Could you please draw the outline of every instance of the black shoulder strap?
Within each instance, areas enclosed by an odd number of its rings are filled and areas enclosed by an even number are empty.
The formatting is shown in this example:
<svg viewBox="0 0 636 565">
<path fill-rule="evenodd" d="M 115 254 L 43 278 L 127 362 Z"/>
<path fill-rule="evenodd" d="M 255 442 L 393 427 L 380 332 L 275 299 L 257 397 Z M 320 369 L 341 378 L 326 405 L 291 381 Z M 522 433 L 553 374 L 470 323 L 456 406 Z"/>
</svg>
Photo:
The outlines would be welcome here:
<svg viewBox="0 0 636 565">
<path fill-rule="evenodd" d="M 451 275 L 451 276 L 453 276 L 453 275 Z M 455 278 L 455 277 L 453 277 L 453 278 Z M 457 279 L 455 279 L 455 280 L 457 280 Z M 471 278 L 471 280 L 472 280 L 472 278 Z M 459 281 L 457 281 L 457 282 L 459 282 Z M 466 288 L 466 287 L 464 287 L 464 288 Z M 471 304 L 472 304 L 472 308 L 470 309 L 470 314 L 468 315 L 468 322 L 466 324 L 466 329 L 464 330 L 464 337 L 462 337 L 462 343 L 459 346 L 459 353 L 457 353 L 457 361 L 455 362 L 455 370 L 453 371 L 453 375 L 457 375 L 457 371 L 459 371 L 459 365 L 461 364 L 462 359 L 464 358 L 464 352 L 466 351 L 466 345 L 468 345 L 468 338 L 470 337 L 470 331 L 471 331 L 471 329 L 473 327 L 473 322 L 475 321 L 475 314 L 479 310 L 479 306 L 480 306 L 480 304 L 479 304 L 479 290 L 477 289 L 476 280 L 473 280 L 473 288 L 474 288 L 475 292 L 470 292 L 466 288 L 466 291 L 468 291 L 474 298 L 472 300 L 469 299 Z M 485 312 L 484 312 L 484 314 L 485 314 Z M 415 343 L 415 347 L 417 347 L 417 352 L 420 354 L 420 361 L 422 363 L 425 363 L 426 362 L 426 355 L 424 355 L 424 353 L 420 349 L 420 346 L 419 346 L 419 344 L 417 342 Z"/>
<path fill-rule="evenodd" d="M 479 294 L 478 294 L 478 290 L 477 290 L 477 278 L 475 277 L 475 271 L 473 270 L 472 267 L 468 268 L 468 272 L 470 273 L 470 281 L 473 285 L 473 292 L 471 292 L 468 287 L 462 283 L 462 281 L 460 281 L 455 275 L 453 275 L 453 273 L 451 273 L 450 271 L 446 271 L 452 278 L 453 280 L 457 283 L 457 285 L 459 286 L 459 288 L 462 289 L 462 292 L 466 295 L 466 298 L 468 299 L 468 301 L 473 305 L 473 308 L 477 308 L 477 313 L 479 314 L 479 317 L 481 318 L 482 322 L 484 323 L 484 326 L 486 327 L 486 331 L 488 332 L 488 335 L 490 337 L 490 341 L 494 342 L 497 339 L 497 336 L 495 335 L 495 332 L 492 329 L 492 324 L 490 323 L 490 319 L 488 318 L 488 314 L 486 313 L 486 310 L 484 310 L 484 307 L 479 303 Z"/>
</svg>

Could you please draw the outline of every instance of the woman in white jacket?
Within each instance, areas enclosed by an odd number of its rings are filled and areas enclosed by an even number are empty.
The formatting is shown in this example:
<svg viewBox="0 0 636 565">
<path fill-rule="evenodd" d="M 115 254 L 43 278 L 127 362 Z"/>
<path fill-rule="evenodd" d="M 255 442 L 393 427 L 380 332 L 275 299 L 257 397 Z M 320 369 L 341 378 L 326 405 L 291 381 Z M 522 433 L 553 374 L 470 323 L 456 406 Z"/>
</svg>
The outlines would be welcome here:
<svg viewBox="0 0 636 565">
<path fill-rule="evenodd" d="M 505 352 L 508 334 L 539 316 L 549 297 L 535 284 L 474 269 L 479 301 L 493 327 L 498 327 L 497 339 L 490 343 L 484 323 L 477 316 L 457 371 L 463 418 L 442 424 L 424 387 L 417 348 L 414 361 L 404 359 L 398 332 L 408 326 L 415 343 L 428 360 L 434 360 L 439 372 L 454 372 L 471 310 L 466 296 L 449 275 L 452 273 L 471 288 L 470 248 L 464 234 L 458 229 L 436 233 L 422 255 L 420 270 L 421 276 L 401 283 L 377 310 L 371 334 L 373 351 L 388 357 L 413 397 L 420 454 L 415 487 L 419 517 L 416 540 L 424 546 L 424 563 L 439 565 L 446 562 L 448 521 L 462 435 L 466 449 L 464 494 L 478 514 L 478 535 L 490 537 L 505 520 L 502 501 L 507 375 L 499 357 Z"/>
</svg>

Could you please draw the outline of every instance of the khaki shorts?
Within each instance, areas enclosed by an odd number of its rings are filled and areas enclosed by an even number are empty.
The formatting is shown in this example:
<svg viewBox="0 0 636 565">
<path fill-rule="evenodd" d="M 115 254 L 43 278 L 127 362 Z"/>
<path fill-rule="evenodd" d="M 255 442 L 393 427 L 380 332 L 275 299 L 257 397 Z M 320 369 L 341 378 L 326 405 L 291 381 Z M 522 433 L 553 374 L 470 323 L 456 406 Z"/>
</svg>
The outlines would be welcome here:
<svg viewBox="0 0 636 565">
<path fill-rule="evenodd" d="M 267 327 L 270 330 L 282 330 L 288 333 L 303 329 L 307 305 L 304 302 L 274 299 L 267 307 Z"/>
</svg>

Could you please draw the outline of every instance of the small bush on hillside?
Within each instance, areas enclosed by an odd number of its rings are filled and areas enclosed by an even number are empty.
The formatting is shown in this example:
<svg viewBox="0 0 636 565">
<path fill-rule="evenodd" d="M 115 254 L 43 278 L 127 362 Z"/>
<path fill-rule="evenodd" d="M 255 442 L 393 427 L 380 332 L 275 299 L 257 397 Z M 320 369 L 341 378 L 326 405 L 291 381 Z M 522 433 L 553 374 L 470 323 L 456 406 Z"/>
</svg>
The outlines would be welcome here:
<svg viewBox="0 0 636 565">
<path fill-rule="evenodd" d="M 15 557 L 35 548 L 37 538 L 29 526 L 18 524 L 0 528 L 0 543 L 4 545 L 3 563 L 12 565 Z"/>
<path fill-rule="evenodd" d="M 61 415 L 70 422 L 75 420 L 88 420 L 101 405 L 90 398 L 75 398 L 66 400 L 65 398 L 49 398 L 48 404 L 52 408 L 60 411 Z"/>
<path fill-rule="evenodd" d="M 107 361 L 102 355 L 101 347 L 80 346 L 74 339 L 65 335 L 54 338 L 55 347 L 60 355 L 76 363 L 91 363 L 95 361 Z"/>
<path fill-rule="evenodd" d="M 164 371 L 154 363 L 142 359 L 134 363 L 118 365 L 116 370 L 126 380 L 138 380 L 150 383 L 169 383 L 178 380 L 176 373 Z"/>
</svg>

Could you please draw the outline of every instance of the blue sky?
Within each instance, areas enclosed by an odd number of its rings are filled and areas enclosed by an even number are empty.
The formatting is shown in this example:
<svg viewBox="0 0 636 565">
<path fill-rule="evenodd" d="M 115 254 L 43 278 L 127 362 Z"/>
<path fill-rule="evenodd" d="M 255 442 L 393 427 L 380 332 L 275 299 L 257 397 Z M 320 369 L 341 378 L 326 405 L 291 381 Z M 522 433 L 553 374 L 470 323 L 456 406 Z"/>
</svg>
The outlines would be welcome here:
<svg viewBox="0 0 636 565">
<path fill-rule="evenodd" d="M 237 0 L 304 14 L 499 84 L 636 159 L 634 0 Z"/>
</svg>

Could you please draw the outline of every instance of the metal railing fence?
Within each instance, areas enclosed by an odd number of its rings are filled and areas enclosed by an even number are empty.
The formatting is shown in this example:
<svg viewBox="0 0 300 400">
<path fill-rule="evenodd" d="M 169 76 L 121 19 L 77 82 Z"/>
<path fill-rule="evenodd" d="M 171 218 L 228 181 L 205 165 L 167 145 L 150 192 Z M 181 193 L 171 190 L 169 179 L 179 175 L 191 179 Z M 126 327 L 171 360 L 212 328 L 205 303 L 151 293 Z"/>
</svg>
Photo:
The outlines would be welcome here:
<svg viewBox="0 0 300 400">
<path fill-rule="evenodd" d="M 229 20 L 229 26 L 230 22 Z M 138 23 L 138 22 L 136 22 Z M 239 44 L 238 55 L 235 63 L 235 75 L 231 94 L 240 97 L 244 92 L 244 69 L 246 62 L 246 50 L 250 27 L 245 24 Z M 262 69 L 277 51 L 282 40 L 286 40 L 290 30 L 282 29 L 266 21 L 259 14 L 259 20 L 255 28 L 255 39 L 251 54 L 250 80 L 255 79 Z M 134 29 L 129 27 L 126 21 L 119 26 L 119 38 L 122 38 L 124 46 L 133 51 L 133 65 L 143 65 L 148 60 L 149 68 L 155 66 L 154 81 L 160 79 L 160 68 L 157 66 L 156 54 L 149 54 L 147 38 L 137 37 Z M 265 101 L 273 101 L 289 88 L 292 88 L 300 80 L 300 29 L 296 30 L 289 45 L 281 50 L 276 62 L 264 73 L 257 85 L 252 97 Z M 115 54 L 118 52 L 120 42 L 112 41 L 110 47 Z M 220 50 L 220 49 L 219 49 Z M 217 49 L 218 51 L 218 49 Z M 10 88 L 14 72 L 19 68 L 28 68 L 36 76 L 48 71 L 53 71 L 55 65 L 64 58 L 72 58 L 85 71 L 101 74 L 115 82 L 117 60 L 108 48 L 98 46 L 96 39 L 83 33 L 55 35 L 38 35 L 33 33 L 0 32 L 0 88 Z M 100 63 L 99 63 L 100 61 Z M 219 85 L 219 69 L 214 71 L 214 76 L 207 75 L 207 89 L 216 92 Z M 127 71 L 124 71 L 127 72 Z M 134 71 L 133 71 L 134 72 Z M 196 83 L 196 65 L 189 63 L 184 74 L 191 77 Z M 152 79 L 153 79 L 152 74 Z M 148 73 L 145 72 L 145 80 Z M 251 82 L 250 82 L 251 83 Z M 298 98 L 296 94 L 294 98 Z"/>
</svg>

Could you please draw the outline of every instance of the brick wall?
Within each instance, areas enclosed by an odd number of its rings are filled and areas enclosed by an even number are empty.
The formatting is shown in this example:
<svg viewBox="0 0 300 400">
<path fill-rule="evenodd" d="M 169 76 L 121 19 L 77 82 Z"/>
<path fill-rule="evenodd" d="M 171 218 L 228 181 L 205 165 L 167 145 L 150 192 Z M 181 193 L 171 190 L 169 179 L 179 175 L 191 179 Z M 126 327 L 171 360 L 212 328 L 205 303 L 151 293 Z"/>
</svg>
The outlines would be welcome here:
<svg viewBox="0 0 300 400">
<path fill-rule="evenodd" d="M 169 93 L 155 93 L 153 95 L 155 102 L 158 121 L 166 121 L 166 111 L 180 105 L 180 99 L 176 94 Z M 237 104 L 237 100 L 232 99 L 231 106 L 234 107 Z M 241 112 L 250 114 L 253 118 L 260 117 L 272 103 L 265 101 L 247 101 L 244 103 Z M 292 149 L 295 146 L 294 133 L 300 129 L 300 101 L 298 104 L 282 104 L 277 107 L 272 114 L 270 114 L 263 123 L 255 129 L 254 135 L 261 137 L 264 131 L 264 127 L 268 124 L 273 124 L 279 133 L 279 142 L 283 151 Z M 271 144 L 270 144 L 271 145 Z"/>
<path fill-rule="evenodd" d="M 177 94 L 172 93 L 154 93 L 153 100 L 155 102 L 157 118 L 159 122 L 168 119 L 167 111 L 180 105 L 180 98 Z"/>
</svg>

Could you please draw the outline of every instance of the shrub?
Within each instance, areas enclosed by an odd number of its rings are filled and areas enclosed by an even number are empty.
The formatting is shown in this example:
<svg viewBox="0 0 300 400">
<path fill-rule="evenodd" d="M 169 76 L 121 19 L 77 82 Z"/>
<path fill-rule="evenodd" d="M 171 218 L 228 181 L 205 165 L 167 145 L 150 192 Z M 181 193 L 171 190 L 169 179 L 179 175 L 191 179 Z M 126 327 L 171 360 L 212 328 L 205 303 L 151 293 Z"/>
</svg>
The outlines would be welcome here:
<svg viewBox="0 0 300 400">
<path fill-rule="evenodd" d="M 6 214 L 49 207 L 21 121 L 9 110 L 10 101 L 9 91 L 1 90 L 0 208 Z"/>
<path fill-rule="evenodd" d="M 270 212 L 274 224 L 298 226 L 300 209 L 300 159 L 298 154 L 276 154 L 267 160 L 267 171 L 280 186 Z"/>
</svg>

Problem details:
In the listing, how many lines carry the string "Could"? Answer with a number only.

Output for this exercise:
8